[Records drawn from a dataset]
BEGIN
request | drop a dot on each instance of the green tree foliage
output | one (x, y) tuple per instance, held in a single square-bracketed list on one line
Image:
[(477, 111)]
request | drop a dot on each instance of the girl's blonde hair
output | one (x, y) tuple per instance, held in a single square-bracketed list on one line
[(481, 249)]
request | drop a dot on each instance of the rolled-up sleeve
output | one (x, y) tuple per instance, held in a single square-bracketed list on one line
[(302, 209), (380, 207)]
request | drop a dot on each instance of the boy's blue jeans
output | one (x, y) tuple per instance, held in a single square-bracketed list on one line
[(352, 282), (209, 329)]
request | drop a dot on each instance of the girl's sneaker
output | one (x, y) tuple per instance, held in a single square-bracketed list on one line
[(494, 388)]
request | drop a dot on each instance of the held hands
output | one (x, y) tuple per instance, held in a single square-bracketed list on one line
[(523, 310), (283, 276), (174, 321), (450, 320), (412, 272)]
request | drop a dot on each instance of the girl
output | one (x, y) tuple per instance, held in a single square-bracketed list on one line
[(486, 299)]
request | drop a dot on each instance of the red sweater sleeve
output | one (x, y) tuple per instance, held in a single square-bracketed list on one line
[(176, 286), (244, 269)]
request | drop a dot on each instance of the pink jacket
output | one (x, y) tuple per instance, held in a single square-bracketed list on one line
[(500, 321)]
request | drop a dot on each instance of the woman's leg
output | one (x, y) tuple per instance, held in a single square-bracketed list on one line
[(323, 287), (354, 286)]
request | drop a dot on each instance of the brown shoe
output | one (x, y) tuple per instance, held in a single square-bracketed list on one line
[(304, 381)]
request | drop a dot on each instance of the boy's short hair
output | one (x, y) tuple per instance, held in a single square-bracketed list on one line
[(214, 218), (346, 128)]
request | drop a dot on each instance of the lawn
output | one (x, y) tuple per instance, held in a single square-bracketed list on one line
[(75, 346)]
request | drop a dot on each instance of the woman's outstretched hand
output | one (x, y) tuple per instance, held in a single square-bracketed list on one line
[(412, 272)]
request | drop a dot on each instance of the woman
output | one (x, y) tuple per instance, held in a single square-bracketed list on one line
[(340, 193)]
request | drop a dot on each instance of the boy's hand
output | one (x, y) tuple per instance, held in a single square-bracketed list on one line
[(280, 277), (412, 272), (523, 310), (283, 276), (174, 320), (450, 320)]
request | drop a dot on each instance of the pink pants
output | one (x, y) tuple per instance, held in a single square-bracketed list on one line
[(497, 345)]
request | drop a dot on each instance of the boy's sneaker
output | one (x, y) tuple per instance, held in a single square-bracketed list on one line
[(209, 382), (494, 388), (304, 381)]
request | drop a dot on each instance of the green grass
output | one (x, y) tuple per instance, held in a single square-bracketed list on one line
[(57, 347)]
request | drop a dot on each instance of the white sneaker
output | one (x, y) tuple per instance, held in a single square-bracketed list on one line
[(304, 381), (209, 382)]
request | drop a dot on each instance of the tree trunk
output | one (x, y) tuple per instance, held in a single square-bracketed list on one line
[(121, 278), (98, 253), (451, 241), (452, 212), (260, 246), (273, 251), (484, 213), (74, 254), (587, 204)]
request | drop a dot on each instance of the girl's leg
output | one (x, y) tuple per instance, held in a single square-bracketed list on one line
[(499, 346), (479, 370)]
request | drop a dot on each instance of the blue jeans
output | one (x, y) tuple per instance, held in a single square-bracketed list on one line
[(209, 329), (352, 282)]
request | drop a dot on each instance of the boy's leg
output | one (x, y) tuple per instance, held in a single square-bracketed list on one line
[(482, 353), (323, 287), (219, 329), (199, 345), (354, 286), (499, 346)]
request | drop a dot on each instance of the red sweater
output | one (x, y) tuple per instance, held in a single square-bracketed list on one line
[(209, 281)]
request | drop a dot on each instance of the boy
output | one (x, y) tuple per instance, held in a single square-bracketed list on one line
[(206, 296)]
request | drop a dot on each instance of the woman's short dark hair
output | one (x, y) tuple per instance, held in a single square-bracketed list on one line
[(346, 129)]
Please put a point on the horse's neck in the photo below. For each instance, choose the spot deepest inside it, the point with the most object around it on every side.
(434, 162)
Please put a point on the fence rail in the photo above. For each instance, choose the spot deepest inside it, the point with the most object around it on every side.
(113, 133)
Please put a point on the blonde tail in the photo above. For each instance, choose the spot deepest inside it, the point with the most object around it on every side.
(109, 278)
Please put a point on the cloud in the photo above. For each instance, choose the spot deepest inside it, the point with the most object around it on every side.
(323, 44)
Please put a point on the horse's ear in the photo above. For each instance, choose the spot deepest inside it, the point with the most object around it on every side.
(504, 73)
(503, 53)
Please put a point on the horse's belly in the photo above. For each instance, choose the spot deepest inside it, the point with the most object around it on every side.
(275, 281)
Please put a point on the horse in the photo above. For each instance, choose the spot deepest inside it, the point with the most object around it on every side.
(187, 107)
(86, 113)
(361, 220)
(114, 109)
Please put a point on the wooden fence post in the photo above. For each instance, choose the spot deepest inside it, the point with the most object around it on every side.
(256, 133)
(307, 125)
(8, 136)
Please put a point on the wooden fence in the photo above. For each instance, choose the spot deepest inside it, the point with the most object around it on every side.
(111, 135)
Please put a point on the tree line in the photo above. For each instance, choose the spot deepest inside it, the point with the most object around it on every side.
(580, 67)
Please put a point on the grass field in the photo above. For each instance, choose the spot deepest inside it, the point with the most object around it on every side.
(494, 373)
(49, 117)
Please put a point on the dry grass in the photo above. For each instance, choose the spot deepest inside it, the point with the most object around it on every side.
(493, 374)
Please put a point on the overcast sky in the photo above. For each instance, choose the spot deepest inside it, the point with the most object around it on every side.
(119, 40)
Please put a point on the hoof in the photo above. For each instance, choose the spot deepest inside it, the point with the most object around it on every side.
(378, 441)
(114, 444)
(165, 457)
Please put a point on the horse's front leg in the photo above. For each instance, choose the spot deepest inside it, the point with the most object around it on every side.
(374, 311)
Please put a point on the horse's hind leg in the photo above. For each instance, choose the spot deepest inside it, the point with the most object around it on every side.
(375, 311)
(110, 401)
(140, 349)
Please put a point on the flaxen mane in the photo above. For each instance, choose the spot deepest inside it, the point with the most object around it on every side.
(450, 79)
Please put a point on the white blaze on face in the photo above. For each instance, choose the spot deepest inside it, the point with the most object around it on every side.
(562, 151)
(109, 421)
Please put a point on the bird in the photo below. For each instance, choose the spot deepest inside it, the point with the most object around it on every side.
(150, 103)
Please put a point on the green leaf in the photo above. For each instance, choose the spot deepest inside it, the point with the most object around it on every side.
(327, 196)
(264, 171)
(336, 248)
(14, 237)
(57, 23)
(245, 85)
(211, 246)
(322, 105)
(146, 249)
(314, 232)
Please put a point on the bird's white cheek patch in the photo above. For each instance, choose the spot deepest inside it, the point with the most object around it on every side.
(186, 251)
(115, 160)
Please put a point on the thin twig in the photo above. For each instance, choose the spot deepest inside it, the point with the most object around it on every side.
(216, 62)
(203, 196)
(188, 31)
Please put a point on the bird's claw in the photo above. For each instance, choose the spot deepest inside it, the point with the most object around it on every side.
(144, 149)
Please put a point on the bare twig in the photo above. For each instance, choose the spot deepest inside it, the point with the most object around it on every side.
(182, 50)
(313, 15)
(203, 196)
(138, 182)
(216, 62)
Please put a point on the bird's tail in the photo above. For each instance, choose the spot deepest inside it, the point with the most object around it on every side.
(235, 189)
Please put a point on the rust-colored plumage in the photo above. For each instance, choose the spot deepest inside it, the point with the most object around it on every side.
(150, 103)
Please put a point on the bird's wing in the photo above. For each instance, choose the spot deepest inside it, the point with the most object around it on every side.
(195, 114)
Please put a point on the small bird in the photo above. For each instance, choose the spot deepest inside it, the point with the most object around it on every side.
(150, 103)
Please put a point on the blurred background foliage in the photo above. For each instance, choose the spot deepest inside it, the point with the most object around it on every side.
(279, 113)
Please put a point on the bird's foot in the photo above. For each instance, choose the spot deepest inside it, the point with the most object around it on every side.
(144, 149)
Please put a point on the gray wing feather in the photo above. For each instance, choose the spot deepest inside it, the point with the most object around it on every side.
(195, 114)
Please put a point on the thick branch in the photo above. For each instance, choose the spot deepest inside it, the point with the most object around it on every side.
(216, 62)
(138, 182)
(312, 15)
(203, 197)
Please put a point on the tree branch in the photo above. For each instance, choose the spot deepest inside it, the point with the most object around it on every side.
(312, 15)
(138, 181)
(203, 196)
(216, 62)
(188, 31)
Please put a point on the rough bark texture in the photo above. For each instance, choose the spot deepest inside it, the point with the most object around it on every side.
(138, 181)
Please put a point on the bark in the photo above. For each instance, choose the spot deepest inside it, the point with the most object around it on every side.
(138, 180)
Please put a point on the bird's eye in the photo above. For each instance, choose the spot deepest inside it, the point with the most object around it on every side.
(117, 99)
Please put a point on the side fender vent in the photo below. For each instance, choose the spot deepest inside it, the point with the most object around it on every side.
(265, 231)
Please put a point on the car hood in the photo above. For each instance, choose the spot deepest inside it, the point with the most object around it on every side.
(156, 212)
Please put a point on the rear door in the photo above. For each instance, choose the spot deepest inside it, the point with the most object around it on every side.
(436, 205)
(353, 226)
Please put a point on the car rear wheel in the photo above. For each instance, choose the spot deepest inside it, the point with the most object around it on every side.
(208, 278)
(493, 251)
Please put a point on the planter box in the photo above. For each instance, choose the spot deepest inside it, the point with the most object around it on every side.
END
§ **INSTRUCTIONS TO FOLLOW**
All lines above from the one containing "request | drop a dot on each instance of the rolled-up" to the one containing "request | drop a dot on each instance of the held" must be repeated exactly, both lines included, and no others.

§ **RESPONSE AREA**
request | drop a dot on each instance of the rolled-up sleeve
output | one (x, y) tuple per instance, held in a single square-bracketed list on one line
[(302, 209), (380, 207)]
request | drop a dot on each instance of the boy's blue jeans
output | one (x, y) tuple per instance, held in a single square-bracketed list on one line
[(352, 282), (209, 329)]
request | drop a dot on each instance of the girl's sneaker
output | one (x, y) tuple per instance, held in a single square-bracketed list on one line
[(494, 388)]
request | drop a dot on each instance of the held hands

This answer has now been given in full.